Work to complete >> Rewrite every line from the one containing "Expected: a point inside each instance of the street" through the one containing "point(880, 245)", both included. Adjust each coordinate in the answer points by -66, and leave all other lines, including the sample points, unchanged.
START
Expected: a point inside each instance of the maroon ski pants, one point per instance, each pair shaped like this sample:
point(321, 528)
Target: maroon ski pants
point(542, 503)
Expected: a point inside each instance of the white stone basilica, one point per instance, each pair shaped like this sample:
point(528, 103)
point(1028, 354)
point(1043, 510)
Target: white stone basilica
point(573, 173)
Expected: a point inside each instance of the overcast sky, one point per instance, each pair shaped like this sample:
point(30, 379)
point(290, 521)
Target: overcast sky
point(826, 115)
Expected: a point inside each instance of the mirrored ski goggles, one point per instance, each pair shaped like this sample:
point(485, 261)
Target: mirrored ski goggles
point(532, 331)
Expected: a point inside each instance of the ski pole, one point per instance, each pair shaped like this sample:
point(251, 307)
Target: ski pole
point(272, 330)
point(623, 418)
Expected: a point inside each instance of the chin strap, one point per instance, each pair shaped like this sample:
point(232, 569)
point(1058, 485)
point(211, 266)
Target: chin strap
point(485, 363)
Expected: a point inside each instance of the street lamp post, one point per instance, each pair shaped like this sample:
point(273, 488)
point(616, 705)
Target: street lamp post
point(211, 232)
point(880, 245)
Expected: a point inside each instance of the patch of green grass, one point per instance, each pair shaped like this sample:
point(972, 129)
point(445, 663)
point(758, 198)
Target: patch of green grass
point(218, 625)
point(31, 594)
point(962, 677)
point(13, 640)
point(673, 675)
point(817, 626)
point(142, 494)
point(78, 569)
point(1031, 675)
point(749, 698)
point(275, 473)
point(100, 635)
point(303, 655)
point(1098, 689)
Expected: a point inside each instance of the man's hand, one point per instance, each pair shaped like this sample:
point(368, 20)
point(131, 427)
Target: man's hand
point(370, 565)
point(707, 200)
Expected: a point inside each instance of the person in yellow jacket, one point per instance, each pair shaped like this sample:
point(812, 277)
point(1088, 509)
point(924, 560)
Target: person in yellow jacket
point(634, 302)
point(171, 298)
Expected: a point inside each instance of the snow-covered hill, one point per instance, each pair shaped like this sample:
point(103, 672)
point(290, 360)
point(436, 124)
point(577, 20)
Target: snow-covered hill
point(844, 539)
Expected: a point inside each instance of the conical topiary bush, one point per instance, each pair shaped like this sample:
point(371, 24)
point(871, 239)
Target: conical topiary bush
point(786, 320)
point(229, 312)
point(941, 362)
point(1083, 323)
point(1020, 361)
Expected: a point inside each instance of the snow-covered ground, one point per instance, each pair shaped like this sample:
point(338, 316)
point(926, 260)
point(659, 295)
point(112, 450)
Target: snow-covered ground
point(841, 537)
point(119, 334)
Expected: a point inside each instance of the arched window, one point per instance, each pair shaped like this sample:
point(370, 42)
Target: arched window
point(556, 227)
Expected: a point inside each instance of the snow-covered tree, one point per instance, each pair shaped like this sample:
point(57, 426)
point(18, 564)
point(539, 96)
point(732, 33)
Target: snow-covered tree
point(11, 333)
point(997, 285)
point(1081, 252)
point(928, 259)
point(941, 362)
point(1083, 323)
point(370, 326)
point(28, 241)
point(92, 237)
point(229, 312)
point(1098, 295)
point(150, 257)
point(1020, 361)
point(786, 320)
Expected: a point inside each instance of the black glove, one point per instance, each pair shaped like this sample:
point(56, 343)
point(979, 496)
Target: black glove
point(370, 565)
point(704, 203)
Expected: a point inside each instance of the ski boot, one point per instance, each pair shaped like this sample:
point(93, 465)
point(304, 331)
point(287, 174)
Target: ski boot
END
Worked solution >>
Expected: a point inside each instance of the street lamp post, one point per instance, each pair shaped like this sample:
point(273, 488)
point(616, 705)
Target: street lamp post
point(145, 166)
point(814, 179)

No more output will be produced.